» **Required work**:
From the records below, return every line containing the word "annotate".

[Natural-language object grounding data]
◆ ◆ ◆ ◆ ◆ ◆ ◆
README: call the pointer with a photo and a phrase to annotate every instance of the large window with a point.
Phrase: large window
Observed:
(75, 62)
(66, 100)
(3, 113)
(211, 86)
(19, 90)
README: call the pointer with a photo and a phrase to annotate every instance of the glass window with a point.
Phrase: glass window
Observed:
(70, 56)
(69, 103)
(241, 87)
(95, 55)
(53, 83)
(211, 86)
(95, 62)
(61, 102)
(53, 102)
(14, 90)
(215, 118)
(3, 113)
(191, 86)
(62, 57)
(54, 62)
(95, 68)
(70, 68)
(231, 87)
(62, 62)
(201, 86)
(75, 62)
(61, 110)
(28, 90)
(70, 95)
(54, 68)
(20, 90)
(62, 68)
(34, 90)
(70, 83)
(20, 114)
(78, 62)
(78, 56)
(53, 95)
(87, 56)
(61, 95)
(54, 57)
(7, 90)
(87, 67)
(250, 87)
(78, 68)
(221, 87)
◆ ◆ ◆ ◆ ◆ ◆ ◆
» **Response box**:
README: call the pointer with a photo and a phrase to annotate every instance of the large window with a point.
README: call the pointer with a photo and a phrase to annotate every instance of the glass window with a point.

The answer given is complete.